_TASK MATERIAL:_
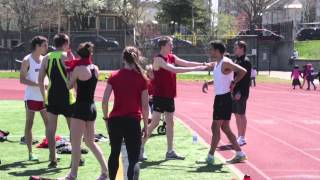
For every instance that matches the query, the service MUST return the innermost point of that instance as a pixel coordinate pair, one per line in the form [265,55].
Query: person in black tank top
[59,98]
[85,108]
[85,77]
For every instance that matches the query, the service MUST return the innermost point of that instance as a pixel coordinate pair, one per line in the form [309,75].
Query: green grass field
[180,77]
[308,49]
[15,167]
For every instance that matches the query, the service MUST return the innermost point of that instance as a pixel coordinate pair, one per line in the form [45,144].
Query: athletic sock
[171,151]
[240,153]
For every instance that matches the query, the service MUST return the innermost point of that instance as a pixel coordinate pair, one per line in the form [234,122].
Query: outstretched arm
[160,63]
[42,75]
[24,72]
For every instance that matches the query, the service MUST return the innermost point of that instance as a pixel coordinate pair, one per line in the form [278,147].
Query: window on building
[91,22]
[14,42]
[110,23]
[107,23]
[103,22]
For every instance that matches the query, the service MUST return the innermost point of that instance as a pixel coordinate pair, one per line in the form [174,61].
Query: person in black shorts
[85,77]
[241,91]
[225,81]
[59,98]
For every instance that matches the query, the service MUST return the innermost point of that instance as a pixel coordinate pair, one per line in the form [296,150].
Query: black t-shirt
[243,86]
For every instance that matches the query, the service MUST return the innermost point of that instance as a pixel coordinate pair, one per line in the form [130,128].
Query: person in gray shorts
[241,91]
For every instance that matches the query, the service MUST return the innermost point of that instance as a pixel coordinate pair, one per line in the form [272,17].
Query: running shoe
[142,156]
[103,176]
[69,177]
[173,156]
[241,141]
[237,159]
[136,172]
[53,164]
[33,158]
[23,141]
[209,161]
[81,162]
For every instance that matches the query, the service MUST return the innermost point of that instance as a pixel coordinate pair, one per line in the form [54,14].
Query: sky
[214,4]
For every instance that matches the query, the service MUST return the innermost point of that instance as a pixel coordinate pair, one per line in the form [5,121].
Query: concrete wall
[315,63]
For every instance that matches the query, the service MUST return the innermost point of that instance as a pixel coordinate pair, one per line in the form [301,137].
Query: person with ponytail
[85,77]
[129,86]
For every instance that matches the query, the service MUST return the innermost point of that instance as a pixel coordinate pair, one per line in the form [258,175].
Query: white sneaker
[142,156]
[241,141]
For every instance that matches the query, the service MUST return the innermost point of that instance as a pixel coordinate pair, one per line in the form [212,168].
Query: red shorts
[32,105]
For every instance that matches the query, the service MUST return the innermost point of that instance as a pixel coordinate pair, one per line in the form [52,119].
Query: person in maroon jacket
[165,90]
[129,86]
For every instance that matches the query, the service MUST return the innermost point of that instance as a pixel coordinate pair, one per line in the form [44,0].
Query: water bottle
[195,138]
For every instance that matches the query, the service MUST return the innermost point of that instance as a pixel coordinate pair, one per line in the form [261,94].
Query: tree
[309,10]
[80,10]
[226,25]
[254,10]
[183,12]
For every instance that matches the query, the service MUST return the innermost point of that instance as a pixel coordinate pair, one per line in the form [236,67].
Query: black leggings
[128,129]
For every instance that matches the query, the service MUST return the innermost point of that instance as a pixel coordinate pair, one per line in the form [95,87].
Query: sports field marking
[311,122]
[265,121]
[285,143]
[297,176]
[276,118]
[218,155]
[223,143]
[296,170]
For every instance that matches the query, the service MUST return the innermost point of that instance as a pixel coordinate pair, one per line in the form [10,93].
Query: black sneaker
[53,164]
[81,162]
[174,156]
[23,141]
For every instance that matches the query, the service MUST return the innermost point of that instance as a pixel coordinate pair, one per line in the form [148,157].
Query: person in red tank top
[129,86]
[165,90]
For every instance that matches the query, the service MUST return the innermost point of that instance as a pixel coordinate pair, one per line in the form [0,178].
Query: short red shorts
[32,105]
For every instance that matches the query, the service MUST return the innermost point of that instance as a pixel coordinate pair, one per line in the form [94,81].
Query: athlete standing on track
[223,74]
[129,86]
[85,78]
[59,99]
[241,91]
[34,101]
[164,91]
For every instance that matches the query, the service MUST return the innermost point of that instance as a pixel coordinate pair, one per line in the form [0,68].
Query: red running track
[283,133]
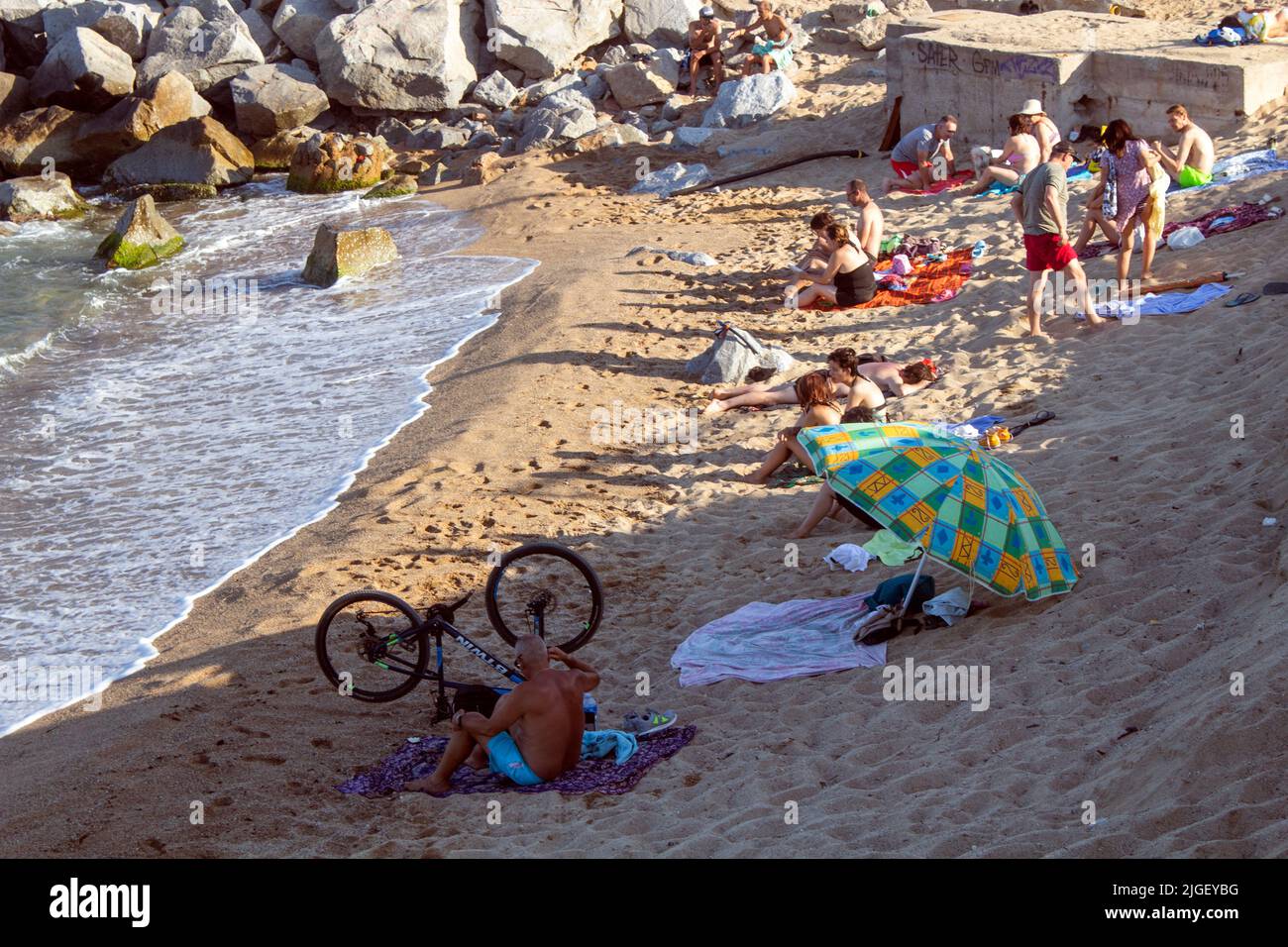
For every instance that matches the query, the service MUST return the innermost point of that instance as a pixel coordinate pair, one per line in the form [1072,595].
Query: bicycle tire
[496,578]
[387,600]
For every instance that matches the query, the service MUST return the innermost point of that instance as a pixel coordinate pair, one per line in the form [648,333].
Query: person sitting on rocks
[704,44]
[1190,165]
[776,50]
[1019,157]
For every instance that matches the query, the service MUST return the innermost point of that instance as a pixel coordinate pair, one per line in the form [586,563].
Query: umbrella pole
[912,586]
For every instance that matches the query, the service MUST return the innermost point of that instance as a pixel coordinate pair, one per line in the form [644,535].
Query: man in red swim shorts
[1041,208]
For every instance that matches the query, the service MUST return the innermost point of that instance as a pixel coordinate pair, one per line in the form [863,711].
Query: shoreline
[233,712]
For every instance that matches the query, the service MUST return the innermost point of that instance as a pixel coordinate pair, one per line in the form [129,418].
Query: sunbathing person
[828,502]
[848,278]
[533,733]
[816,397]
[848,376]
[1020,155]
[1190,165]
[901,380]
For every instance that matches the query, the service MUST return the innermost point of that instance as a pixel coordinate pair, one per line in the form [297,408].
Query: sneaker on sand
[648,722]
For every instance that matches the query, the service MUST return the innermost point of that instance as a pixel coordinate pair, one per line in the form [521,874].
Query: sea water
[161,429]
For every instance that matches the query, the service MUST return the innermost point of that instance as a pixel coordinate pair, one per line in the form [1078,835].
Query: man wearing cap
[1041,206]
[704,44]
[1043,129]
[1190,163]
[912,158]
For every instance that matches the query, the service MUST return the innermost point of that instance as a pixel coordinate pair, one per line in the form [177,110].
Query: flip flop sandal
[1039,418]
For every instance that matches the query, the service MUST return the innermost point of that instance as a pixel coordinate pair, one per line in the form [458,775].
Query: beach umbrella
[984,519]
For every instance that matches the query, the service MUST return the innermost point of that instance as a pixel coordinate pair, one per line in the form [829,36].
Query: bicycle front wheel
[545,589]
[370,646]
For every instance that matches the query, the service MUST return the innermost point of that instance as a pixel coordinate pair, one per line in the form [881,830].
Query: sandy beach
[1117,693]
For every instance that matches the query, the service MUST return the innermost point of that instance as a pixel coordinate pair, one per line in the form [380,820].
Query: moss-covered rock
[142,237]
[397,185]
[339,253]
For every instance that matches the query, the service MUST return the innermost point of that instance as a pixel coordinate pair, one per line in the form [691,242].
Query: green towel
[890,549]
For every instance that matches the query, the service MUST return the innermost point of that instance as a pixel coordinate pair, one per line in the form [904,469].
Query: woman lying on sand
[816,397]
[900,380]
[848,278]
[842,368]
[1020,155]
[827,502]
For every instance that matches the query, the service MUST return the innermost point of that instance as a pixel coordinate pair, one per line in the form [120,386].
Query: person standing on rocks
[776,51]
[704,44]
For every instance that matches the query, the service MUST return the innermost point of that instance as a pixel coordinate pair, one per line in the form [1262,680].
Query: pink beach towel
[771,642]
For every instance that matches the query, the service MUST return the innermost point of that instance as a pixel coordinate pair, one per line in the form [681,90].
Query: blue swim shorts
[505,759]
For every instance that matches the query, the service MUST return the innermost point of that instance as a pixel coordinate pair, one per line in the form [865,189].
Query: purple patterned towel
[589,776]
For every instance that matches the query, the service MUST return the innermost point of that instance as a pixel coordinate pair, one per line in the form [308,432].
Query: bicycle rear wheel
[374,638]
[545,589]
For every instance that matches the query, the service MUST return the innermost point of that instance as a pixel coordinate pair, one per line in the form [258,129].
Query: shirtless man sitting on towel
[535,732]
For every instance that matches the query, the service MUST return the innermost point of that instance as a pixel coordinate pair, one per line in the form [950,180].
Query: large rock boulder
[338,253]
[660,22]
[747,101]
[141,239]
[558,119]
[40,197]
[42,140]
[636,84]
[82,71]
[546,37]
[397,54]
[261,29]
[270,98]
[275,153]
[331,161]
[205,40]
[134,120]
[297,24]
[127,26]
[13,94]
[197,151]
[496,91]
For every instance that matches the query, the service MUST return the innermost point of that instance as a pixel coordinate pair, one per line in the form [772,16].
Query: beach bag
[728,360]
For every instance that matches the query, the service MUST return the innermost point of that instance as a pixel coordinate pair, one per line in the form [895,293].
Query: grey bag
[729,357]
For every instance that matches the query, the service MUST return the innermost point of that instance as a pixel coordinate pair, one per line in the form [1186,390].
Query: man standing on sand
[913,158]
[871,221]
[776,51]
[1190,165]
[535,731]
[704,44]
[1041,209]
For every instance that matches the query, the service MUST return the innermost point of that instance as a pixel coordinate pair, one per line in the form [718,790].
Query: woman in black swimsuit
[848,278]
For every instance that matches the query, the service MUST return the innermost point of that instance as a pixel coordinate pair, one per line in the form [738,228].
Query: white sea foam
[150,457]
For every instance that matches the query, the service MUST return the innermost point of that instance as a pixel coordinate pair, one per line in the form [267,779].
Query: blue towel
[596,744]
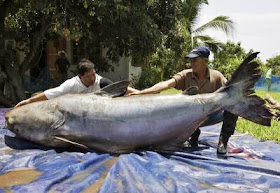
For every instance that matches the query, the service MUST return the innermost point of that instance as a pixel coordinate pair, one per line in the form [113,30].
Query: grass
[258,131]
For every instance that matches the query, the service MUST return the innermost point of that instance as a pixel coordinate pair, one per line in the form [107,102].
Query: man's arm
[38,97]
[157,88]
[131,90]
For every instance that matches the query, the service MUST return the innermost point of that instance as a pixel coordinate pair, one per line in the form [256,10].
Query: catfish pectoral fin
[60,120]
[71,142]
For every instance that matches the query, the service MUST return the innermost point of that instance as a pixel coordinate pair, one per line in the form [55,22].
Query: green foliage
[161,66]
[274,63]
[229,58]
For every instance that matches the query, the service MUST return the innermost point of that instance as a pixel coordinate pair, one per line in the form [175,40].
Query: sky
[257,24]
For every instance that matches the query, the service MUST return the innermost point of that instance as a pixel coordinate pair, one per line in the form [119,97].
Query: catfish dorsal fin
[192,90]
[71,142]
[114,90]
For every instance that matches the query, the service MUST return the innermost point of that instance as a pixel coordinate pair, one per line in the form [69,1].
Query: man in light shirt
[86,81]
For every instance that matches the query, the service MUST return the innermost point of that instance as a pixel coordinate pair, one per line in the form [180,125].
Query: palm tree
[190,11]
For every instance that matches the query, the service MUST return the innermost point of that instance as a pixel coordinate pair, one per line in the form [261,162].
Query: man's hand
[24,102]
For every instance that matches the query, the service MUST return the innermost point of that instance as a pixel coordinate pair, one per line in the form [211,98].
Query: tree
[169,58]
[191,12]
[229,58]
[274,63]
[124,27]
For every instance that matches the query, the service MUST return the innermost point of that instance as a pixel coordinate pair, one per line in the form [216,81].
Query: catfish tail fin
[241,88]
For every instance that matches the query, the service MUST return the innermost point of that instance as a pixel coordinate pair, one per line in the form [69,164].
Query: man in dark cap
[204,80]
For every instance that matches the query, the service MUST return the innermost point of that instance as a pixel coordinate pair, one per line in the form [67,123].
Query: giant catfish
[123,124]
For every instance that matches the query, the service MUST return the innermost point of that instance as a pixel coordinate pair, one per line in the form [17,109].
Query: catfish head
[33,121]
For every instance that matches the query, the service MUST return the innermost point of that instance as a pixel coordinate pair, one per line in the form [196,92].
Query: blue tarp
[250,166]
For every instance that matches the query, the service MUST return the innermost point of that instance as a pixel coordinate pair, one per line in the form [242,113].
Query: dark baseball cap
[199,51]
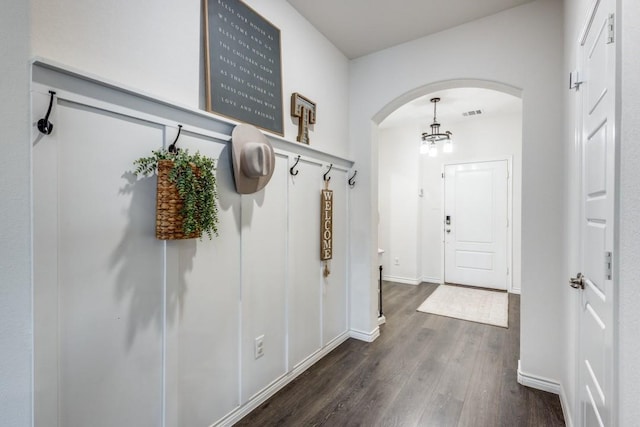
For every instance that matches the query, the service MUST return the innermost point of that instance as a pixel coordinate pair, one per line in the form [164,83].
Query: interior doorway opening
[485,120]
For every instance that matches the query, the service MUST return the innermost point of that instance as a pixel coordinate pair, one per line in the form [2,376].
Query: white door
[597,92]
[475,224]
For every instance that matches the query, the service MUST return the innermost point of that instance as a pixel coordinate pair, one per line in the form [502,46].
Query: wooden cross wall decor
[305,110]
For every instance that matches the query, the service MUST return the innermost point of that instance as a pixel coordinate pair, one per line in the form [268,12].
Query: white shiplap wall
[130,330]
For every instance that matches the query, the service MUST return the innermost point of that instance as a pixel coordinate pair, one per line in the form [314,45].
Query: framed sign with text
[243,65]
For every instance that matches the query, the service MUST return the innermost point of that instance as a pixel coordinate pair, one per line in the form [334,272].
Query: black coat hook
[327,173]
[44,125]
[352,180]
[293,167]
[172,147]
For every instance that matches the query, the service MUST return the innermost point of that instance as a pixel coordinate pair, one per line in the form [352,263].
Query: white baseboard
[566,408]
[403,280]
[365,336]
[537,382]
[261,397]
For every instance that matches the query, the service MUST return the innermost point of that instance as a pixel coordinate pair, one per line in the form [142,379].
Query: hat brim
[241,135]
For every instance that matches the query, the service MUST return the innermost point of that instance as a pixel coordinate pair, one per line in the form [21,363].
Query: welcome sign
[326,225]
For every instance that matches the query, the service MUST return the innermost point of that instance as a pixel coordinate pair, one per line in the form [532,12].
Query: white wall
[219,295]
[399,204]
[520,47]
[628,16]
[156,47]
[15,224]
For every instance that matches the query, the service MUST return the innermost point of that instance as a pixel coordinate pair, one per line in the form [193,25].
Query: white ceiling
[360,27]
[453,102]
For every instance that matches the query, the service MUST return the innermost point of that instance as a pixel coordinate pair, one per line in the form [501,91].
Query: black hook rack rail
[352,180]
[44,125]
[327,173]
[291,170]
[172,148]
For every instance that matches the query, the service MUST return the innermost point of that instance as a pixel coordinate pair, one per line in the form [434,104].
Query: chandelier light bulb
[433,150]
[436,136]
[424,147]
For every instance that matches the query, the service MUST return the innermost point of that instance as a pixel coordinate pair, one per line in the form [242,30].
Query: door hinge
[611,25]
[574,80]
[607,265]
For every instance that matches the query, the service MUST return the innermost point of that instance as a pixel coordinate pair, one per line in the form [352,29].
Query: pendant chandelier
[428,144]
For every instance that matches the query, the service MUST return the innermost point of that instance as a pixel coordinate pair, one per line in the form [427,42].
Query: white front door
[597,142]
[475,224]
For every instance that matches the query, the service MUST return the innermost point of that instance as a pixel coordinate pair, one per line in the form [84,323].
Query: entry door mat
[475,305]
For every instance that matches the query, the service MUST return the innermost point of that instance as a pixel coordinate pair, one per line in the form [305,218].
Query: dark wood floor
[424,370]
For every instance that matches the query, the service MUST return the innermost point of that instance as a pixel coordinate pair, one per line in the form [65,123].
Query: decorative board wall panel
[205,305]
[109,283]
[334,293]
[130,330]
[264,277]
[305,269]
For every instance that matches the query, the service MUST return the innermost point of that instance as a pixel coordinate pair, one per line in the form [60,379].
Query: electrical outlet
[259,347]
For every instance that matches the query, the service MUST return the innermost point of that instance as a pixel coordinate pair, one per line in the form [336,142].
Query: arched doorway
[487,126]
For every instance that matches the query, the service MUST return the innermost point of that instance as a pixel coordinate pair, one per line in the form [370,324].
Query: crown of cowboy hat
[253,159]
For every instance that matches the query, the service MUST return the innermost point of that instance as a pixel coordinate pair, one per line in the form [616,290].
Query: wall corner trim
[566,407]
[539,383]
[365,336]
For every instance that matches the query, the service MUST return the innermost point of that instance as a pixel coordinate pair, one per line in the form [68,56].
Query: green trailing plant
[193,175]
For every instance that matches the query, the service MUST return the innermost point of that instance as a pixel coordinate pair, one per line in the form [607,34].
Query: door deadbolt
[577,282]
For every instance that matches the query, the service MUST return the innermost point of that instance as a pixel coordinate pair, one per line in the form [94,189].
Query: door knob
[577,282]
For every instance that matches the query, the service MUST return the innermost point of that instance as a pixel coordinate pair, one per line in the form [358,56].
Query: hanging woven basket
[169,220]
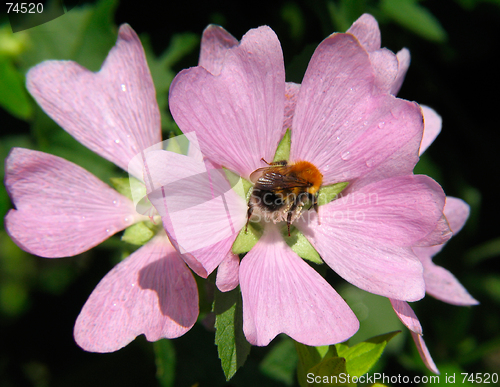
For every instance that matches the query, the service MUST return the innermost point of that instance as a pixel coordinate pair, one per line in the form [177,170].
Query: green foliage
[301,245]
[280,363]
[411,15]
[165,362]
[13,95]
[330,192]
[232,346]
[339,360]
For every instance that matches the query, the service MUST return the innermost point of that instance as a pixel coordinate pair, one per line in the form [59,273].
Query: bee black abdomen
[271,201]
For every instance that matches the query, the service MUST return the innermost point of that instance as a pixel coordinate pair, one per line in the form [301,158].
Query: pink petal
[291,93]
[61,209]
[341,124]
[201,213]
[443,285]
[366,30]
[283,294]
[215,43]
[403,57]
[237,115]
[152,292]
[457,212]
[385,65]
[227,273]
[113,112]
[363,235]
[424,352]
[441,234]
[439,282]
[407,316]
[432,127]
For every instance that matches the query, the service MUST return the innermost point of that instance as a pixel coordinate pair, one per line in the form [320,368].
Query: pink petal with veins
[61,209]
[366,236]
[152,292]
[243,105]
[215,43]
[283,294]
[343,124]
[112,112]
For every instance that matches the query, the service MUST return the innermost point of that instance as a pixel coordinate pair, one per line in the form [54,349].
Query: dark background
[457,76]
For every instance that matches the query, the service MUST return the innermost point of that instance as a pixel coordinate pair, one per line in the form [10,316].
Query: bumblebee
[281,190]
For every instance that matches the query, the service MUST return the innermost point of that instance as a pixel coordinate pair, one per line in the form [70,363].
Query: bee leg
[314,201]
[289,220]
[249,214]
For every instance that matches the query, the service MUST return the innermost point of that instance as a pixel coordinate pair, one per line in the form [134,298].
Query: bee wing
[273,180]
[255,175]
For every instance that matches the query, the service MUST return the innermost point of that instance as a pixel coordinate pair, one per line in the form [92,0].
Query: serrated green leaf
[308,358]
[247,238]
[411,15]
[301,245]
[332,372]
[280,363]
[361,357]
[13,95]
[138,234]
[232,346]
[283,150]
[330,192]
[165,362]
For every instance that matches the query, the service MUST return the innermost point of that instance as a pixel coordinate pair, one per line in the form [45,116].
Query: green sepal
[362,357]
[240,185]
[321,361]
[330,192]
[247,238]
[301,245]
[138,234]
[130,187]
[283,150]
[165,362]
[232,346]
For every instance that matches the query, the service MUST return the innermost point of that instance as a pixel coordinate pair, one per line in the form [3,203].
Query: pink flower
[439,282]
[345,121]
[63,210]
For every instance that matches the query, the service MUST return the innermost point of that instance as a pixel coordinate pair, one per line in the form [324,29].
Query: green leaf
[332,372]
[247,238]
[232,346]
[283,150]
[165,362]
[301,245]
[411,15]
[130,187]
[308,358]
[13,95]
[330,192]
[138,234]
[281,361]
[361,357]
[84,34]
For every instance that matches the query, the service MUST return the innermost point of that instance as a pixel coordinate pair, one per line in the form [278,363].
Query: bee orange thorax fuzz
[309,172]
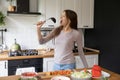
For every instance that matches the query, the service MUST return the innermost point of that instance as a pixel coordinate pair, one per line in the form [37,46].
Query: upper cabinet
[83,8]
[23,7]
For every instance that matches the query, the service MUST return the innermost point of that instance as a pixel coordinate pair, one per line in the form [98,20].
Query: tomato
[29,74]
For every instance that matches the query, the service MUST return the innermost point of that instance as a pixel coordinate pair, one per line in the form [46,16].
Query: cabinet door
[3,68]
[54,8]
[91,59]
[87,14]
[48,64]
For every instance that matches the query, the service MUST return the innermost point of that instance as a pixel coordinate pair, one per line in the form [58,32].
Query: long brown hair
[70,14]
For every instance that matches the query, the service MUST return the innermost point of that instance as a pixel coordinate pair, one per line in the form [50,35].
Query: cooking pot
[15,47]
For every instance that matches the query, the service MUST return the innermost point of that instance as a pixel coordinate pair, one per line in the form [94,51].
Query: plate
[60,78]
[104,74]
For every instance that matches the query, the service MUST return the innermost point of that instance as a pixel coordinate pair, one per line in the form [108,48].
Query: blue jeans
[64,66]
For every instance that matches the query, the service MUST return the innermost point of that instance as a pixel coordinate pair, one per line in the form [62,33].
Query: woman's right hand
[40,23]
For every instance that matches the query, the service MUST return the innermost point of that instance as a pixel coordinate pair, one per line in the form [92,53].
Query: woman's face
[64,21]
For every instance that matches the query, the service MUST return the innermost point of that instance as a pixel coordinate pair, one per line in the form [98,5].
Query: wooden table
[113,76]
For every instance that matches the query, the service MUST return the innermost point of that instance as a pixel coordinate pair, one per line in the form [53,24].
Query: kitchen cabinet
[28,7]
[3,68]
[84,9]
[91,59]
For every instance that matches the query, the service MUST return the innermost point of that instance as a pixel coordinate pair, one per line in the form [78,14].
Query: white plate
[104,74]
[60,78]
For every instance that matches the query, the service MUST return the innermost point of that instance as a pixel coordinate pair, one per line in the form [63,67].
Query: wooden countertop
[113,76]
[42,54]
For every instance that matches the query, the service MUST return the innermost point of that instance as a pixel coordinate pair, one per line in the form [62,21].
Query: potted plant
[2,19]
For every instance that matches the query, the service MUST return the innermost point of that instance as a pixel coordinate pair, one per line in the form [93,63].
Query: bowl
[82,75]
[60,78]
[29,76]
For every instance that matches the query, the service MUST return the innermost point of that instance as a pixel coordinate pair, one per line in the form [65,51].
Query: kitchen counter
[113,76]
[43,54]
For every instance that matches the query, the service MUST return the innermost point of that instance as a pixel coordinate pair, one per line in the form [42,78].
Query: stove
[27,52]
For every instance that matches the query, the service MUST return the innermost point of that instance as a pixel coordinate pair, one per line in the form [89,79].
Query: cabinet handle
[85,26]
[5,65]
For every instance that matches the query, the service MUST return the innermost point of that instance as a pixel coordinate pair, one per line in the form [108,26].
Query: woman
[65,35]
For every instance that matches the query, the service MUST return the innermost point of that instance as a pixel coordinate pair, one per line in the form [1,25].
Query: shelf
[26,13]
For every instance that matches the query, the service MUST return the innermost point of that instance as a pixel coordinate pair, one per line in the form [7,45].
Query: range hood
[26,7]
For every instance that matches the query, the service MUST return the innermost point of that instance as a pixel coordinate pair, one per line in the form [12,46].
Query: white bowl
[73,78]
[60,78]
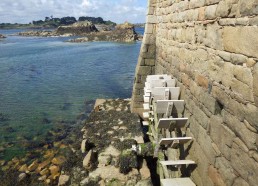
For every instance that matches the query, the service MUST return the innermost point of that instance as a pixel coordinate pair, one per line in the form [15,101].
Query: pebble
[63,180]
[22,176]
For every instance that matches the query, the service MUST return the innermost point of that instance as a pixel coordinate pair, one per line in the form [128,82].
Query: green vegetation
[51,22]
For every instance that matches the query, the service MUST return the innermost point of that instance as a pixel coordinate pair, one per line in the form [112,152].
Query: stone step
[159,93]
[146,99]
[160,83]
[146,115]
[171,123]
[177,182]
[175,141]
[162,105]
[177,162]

_THE EXERCISE:_ Copy out exactly the lines between the line with "the form [15,101]." and the last line of the entries, counting both of those lines.

_ANSWER TO THE PROBLEM:_
For every instance that matches the query, the service MUST return the innermost point of that instance as a pixel coordinate pair, one per line in the form [15,101].
Query: pebble
[63,180]
[22,176]
For every instance that matches the query, the service MUST return the innermost point of that instance as a pixel coordinate pair, one per line in the form [128,82].
Query: green vegetation
[51,22]
For every instance that matches the query, the service MUST return the innermost point of that instance as a pixel coordinate pair, one per line in the form [112,152].
Query: stone step
[159,93]
[146,99]
[160,83]
[146,115]
[171,123]
[177,182]
[175,141]
[162,105]
[177,162]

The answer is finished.